Estratto fornito ->
····················

Sarà escluso anche il reato di corruzione?
Applausi degli industriali a Berlusconi che annuncia limiti alle intercettazioni telefoniche

di Iudex

Applausi scroscianti e convinti dei Giovani industriali della Confindustria riuniti a Santa Margherita Ligure all’annuncio di limitazioni all’uso delle intercettazioni telefoniche da parte dei magistrati inquirenti. Il premier aveva appena sottolineato il ”grandissimo calore” della gente, con un ”Il nostro gradimento è al 65%, che l’ovazione si è fatta da stadio all’annuncio dell’introduzione, nel prossimo Consiglio dei ministri, del ”divieto per le intercettazioni tranne che per la criminalità organizzata, la mafia, la camorra e il terrorismo. Cinque anni per chi le fa e anche una forte penalizzazione economica per gli editori che le pubblicano”. La limitazione ha lasciato allibiti gli osservatori politici e tutti coloro che hanno senso dello Stato. Rimarrebbero fuori, a parte i delitti di sangue, i delitti di corruzione e concussione ed i reati finanziari, fatti che il più delle volte è impossibile individuare se non con l’ausilio di intercettazioni telefoniche ed ambientali. E’ vero che la corruzione spesso è associata alla criminalità organizzata, ma non sempre. Per cui se la norma preannunciata divenisse legge dello Stato andrebbero esenti da ogni responsabilità coloro che corrompono un pubblico funzionario per ottenere un favore illecito. Una conseguenza inammissibile in un Paese serio. Un regalo all’opposizione ed a Di Pietro. Forse il premier non era del tutto compos sui, come potrebbe far pensare il lieve malore che l’ha colpito al termine del suo intervento, che evidentemente gli ha fatto un brutto scherzo. Ci auguriamo che sia colpa del caldo. Attendiamo il Presidente del Consiglio alla prova dei fatti. Il Ministro Alfano ha detto che le intercettazioni sono costose. Forse c’è un problema di ragionevolezza nell’uso delle intercettazioni, ma non è dubbio che esse siano necessarie, anzi indispensabili per scoprire gli autori di alcuni delitti (la già ricordata corruzione). D’altra parte quando s’inizia ad intercettare non sempre si sa bene quali dimensioni abbia il fatto illecito sul quale s’indaga. L’uscita di Berlusconi dimostra che il Presidente del Consiglio ha bisogno di consiglieri più saggi e, soprattutto, meno sensibili alle “preoccupazioni” di taluni settori dell’imprenditoria rampante abituata a lucrare su commesse pubbliche.

····················

Obiettivi ->
A – Stabilisci se ciascuna affermazione concorda con l'articolo sulle intercettazioni: (i) il premier ha dichiarato un gradimento del 65%; (ii) il divieto annunciato esclude il terrorismo; (iii) il Ministro Alfano ha definito le intercettazioni inutili. Rispondi sì o no, citando le parole decisive del testo.
B – Scrivi il seguito dell'articolo sulle intercettazioni, partendo dopo la sua ultima frase.
Le righe non hanno alcun ruolo in questo lavoro.

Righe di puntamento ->
····················

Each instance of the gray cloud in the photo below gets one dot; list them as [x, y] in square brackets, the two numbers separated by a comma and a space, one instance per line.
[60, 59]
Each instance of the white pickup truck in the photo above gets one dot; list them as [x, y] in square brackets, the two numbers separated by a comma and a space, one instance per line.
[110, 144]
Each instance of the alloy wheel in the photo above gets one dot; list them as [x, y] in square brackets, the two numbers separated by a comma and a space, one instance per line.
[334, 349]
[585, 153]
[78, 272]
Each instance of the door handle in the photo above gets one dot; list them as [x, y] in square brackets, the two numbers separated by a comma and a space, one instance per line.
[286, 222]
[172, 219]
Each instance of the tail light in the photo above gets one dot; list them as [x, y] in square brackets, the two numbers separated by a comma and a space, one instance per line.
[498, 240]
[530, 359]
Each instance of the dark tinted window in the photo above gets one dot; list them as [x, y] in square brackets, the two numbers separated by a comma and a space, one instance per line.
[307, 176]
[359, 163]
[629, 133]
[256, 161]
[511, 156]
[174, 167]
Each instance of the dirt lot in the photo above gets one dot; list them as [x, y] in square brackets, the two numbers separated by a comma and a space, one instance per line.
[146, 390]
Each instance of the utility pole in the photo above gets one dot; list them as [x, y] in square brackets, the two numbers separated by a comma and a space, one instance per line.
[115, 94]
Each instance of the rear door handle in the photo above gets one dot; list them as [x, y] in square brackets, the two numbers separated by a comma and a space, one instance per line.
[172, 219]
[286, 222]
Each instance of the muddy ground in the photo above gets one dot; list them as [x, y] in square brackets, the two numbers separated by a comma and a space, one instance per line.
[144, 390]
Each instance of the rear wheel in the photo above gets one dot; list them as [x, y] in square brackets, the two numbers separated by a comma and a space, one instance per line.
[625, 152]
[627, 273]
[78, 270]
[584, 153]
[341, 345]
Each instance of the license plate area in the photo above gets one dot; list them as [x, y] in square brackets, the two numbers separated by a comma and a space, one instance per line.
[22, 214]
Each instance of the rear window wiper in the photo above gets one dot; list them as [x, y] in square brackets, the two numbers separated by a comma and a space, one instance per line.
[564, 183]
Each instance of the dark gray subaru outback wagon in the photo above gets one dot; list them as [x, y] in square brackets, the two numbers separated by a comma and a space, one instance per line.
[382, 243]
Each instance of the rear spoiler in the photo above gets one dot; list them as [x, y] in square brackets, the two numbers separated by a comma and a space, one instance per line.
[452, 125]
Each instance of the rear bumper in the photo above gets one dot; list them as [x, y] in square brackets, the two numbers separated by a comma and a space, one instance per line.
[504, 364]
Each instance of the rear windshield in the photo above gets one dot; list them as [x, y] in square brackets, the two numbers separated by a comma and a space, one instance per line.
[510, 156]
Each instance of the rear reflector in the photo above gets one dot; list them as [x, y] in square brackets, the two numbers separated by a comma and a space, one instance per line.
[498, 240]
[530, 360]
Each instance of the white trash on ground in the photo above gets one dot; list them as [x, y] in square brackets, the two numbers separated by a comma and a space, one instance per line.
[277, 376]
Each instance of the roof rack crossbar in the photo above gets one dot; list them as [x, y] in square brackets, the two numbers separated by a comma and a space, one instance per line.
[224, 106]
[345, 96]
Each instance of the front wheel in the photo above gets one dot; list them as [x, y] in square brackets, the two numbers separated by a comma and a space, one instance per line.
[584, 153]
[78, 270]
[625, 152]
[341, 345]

····················

Risposte attese ->
A –
(i) Sì: «Il nostro gradimento è al 65%».
(ii) Sì: «tranne che per la criminalità organizzata, la mafia, la camorra e il terrorismo».
(iii) No: «Il Ministro Alfano ha detto che le intercettazioni sono costose».

B –
7 giugno 2008
P.S. Con questa nota inizia a collaborare al nostro giornale un noto docente universitario che per tanti anni ha indossato la toga del giudice con dignità ed onore. Lo ringraziamo per la fiducia che ha voluto riservare al giornale che gli garantirà ampia libertà di espressione del suo pensiero, che sarà sempre manifestazione di attaccamento alle istituzioni e di prudente valutazione dei fatti che interessano la giustizia.
Ma il Partito democratico dice no
Per completezza di informazione riportiamo la dichiarazione di Lanfraco Tenaglia, Ministro ombra del Partito Democratico: “Berlusconi perde il pelo ma non il vizio. Ridurre la possibilita’ di effettuare intercettazioni solo a determinati reati impedira’ alla polizia e alla magistratura di scoprirne e perseguirne altri non meno gravi come le rapine, le concussioni, le corruzioni, le truffe ai danni dello Stato”. ”Altro che sicurezza e certezza della pena -aggiunge Tenaglia-, con questo provvedimento non si fa altro che garantire impunità e intralciare il lavoro delle forze dell’ordine, che rischieranno addirittura di essere loro stesse incriminate, arrivando al paradosso di mettere in carcere il controllore al posto del controllato. Noi ribadiamo -conclude il ministro ombra del Pd – che siamo favorevoli ad una legge che, senza limitare lo strumento di indagine, garantisca però in maniera stringente la privacy dei cittadini”.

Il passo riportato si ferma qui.